• What you have to do
Only these lines of the data below are wanted: the one with "positive clicks: (280, 152)", the one with "negative clicks: (287, 145)", and any lines between them, each repeated exactly.

[Segmentation mask data]
_ _ _
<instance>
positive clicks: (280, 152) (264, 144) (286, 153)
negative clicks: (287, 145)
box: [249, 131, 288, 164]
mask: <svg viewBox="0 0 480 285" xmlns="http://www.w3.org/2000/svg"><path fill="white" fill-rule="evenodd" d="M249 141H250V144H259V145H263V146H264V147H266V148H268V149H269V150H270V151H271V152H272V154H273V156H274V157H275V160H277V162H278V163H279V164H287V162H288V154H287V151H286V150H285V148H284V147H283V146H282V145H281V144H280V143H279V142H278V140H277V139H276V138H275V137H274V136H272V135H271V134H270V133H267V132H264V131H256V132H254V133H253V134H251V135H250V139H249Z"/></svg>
_ _ _
• The answer
positive clicks: (280, 152) (264, 144) (286, 153)
negative clicks: (287, 145)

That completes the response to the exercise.